From the passage below on music and belief in God, list every element that qawwali music is said to combine.

EXCERPT:
● ● ● ●

It seems the arguments for proving or disproving God’s (or a god’s) existence will never be pinned down as absolute truths. Most of the time, one becomes an atheist or a person of faith based on a form of logic or a type of emotion that is personally attractive, though this logic or emotion cannot be said to be absolute truth (Harper, 12). Through logic and emotion, both sides of the argument for divinity and a lack of divinity can be “proven.” For me, music has been one of the pieces of evidence for the existence of God or a god.
When I listen to Sufi music, particularly qawwali music, I get into states of ecstasy and feelings of mystic transformation. Sufism is a mystical sect of Islam that places great importance on music as a tool to put people in a state of oneness with the divine. In qawwali music, the words of saints are combined with infectious rhythms and soaring melodies. When a listener tunes into a qawwali willingly, many times the listener will at some point feel a transformation in his or her consciousness, which could be said to be like feeling the rhythm of the Universe, or a feeling of oneness having spiritual tones (Garge, 10).

● ● ● ●

DATA:

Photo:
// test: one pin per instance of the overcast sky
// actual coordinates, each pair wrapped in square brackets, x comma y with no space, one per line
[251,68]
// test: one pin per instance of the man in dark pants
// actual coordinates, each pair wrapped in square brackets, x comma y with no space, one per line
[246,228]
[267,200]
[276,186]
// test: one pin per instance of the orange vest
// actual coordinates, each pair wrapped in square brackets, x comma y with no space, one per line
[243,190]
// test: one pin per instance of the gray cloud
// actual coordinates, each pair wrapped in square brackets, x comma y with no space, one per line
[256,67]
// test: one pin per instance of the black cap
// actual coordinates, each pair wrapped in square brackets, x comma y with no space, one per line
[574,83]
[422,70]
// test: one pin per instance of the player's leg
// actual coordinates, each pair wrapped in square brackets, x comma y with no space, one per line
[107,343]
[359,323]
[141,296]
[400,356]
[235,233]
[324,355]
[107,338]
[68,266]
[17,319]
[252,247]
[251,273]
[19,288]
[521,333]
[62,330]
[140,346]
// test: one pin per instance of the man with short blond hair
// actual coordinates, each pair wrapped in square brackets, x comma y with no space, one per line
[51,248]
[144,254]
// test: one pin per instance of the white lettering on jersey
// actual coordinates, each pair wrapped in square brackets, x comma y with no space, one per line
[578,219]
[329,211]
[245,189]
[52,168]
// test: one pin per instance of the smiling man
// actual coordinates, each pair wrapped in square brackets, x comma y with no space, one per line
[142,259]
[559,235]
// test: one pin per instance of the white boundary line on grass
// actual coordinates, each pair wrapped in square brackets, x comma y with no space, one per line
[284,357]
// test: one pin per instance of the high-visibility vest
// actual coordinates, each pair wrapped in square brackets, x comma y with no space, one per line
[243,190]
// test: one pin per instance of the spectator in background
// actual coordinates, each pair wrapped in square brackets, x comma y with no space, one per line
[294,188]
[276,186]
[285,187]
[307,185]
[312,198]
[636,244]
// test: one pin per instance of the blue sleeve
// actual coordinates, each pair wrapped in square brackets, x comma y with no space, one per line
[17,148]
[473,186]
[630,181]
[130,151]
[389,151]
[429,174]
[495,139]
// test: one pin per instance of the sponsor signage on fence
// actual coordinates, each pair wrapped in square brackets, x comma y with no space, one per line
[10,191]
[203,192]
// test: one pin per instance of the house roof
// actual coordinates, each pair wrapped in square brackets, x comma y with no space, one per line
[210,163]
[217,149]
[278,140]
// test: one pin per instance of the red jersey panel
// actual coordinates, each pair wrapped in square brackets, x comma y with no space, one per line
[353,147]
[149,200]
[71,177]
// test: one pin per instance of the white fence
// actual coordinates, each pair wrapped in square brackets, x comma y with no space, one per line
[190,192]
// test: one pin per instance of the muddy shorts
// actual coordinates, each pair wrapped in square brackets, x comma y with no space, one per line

● ● ● ●

ANSWER TO THE EXERCISE:
- The words of saints
- Infectious rhythms
- Soaring melodies